WHAT THE TASK ASKS - In the heating forum thread, why does vicsj say the direct-vent wall furnaces will not work for their house?

TEXT EXCERPT -
= = =

    edited June 20
    I see tankless water heaters used for hydronic heating, but they usually don't last long because tankless heaters like a large ΔT, otherwise they short-cycle themselves to death.

    But to answer your question, I don't know if SF allows tankless water heaters to be the heat source for hydronic heating. I would call the plumbing or mechanical department before proceeding.

    Some tankless manufacturers will void their warranty if their product is used only for hydronic heating. They will keep their warranty if used for both hydronic AND DHW.
    Often wrong, never in doubt.
  • Jamie Hall
    Jamie Hall Member Posts: 18,909
    First question is -- does San Francisco even allow new naturel gas hookups or appliances at all?
    Br. Jamie, osb
    Building superintendent/caretaker, 7200 sq. ft. historic house museum with dependencies in New England
  • EdTheHeaterMan
    EdTheHeaterMan Member Posts: 3,180
    Second question is -- Do you really want to live in California, let alone San Francisco?

    As far as Tankless DHW heater for use on a closed loop system, I would not recommend it. Get a Wall Hung Mod-Con boiler. That is what they are designed for. The control system is different that that of an Open System tankless water heater.

    Otherwise you will be back here asking: why you can't get it to work properly
    Edward Young
    Retired HVAC Contractor from So. Jersey.
    Services first oil burner at age 16
    P/T trainer for EH-CC.org
    Ironman
  • vicsj
    vicsj Member Posts: 4
    Thank you everyone for your advice. Our house is small and space is limited. If there is a space saving alternative, please let me know. Thank you.
  • EdTheHeaterMan
    EdTheHeaterMan Member Posts: 3,180
    You might want to look at these products. Some will heat two rooms if placed on the adjoining wall. Other's have a vent thru an outside wall. Many are thermostat equipped. some even operate when the power goes out.

    https://cozyheaters.com/direct-vent-wall-furnace/
    Edward Young
    Retired HVAC Contractor from So. Jersey.
    Services first oil burner at age 16
    P/T trainer for EH-CC.org
  • vicsj
    vicsj Member Posts: 4
    Thank you Edward. I considered these before but city regulations require an offset from windows, so it does not work for us.
  • hot_rod
    hot_rod Member Posts: 16,278
    Do a heat load calc first, then you can start exploring options.
    Bob "hot rod" Rohr
    trainer for Caleffi NA
    Living the hydronic dream
  • Larry Weingarten
    Larry Weingarten Member Posts: 2,544
    edited June 21
    Hi @vicsj , @Jamie Hall brought up a good point. Unless you plan on selling soon, gas will likely be thought of as a negative. You might want to look into heat pump technology. There are mini-splits and other, under the window technologies in addition to the air-to-water approach. Redwood Energy has put together some resources here: https://redwoodenergy.net/research/ Also the Building Decarbonization Coalition has put together some resources here: https://www.buildingdecarb.org/for-design-teams.html

    Yours, Larry
    ps, another good article on this just came out. It's written by Allison Bailes: https://www.energyvanguard.com/blog/1-reason-have-all-electric-home
    JakeCK
  • JakeCK
    JakeCK Member Posts: 688
    San Francisco seems like such a mild climate to need a gas boiler or furnace. Like Larry said above research heat pumps.

= = =

(Segmentation mask data)

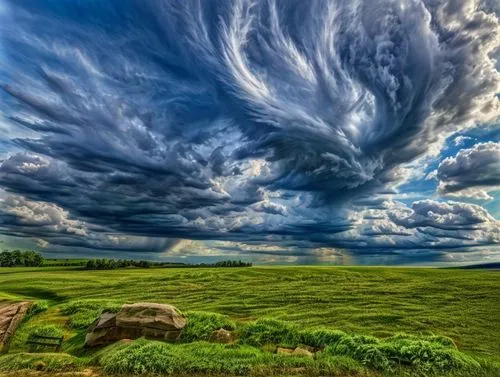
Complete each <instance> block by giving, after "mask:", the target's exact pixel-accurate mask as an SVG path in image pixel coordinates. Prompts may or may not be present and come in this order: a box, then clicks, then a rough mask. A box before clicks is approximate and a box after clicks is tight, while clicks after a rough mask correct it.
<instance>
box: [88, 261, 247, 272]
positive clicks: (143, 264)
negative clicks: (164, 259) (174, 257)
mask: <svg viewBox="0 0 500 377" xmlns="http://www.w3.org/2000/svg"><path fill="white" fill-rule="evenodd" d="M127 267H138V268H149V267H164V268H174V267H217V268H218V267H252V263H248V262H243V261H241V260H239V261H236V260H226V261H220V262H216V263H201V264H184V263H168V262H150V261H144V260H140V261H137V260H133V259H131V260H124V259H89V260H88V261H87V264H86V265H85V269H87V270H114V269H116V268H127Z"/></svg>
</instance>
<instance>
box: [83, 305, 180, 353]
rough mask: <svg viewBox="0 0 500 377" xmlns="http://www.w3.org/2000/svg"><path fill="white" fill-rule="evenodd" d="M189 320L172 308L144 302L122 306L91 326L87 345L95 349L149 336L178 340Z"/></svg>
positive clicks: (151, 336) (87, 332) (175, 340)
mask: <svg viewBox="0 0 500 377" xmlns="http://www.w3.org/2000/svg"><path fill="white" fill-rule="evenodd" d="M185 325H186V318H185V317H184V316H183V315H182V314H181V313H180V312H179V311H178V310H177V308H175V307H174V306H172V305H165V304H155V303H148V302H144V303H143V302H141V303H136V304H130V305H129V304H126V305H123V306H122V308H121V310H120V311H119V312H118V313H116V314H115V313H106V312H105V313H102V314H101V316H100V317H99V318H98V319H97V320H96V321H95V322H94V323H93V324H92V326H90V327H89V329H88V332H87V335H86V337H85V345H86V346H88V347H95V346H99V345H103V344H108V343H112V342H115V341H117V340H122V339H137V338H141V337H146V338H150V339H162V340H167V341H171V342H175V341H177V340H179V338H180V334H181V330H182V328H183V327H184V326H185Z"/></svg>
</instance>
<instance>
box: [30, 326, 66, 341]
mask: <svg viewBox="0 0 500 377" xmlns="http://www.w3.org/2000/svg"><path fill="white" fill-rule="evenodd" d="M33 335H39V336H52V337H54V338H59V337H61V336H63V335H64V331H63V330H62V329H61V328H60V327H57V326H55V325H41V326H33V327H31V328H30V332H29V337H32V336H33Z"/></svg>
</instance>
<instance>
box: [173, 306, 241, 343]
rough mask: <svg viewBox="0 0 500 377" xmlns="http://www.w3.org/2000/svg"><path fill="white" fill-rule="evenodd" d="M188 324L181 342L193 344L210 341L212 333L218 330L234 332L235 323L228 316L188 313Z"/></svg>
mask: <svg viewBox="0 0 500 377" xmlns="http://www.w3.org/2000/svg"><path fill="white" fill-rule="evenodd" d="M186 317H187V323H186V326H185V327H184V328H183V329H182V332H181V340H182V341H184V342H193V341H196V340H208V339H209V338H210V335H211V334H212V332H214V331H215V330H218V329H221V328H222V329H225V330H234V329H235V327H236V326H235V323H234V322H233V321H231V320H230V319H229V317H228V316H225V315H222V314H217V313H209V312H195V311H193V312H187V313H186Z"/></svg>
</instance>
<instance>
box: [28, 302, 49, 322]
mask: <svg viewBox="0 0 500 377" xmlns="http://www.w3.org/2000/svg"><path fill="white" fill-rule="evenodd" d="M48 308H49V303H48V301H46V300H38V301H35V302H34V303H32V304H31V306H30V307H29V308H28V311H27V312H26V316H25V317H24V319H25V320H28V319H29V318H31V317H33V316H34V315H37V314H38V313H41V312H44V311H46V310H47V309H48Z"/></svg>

= = =

RESULT - City regulations require an offset from windows.